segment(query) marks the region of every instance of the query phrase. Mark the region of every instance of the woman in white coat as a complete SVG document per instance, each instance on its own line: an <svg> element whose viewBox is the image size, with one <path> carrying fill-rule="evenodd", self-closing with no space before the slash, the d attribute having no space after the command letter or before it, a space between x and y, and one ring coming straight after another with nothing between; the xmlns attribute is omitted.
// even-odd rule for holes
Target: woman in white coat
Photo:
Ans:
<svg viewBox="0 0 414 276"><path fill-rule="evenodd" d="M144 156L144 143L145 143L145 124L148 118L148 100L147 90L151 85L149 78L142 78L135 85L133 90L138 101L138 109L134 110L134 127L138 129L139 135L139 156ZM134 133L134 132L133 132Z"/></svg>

++++

▶ **Action item**
Each entry is to be written out exactly as it was given.

▶ **Exercise result**
segment(query) marks the region of every instance of the query phrase. Mark the region of every instance of the woman in white coat as a complete SVG document per instance, each instance on its own line: an <svg> element whose viewBox is the image size, with one <path> carrying fill-rule="evenodd", self-closing with no space before the slash, the d attribute having no space after the command letter or before it, a space between x and y, and one ring coming straight after another with nothing between; the xmlns attribute is omitted.
// even-odd rule for holes
Target: woman in white coat
Photo:
Ans:
<svg viewBox="0 0 414 276"><path fill-rule="evenodd" d="M144 156L144 143L145 143L145 124L148 118L148 100L147 90L151 85L149 78L142 78L135 85L133 90L138 101L138 109L134 110L134 127L138 129L139 135L139 156ZM134 133L134 132L133 132Z"/></svg>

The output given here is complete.